--- TASK TO CARRY OUT ---
Transcribe every one of the records below line for line, with no changes to any wording, number, or spacing.
===== DATA SECTION
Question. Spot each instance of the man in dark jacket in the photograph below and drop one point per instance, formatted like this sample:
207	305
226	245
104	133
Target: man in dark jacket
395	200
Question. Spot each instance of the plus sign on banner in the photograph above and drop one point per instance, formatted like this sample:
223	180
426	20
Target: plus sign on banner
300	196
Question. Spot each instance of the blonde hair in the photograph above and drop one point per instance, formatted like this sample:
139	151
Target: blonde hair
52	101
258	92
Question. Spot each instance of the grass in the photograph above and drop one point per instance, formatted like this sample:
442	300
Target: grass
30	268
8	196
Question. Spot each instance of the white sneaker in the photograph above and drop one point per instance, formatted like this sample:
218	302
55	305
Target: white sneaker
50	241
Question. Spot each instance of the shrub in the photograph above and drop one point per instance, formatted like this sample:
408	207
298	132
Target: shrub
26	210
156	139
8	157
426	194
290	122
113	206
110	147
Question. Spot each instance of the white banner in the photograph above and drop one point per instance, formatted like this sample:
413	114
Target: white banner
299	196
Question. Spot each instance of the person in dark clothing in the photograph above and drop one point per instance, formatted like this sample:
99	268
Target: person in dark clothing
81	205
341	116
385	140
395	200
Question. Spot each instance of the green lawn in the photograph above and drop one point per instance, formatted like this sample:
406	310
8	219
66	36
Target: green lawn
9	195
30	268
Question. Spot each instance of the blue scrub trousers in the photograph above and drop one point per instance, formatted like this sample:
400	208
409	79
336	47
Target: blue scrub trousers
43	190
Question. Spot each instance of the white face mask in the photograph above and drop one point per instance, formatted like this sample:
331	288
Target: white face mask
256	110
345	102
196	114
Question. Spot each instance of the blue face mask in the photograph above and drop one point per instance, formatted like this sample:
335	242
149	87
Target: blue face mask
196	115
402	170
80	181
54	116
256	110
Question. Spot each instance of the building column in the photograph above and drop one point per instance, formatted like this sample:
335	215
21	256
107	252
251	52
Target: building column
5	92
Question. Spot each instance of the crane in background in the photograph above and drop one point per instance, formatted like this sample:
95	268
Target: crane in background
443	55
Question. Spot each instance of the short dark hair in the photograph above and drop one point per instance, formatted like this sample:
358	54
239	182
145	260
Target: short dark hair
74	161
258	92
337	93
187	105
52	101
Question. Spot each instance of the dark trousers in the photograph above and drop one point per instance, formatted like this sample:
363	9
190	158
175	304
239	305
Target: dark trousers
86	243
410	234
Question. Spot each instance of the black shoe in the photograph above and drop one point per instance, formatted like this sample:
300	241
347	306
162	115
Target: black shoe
==========
--- PROBLEM SOLUTION ---
Question. Spot each instance of the man in dark jacket in the photograph below and drop one point per instance, formatted like this sample:
207	305
226	245
104	133
Target: man in dark jacket
395	200
Question. Spot each instance of the plus sign on banner in the photograph above and drop one point per instance, formatted like this sample:
223	180
426	20
Target: plus sign on banner
300	196
Question. Spot each instance of the blonde hair in the photograph above and drop one point per instance, formatted like this sample:
139	151
Target: blonde hair
52	101
258	92
Question. Spot each instance of the grass in the photograph above and drop one point per instance, formatted like this sample:
442	300
Target: grass
30	268
8	196
Question. Spot each instance of the white sneaker in the photograph above and drop one point per instance, formatted like this sample:
218	302
55	305
Target: white sneaker
50	241
Question. Spot each instance of the shrub in the photograph above and drop one point per instance, formatted like this sample:
408	207
298	132
Target: shrub
26	210
156	139
8	157
426	194
290	122
113	206
110	147
Question. Spot each instance of the white banner in the photograph above and drop one point per instance, formatted like this sample:
413	114
Target: white banner
299	196
Question. Spot each instance of the person in dark clothing in the photograph above and drop one point per instance, formatted like this sample:
99	268
Target: person in dark clothing
81	205
341	116
385	140
395	200
Question. Spot each instance of the green lawn in the photograph above and drop one point per instance, formatted like this sample:
406	310
8	219
66	36
Target: green lawn
9	195
30	268
Question. Spot each instance of the blue scrub trousers in the photograph above and drop one point per instance, formatted like this sample:
400	208
409	79
336	47
Target: blue scrub trousers
43	190
Question. Spot each instance of the white face mask in the photograph above and drop one point per instance, formatted like this sample:
331	288
Target: white face mask
256	110
345	102
196	114
Question. Spot each instance of the blue face mask in the photograph above and drop one point per instance, formatted like this sample:
335	242
149	87
Target: blue face mask
196	115
402	170
80	181
54	116
256	110
Question. Spot each instance of the building column in the photograph above and drop one point per instance, formatted like this sample:
335	215
21	256
107	252
251	52
Target: building column
5	92
Question. Spot each instance of the crane in background in the photograph above and drop one point per instance, formatted like this sample:
95	268
Target: crane in background
443	55
Question. Spot each instance of the short dark hair in the photograph above and drop one point per instance, formatted like this sample:
358	54
239	182
145	260
Target: short dark hair
74	161
258	92
337	93
187	105
52	101
Question. Spot each instance of the dark trousers in the photograph above and drop one point per instance, formatted like this sample:
363	9
190	158
175	304
239	305
Target: dark trousers
86	243
410	234
Question. Spot each instance of the black shoe in the photograph above and drop one point per instance, formatted like this sample:
300	241
347	306
162	115
Target: black shoe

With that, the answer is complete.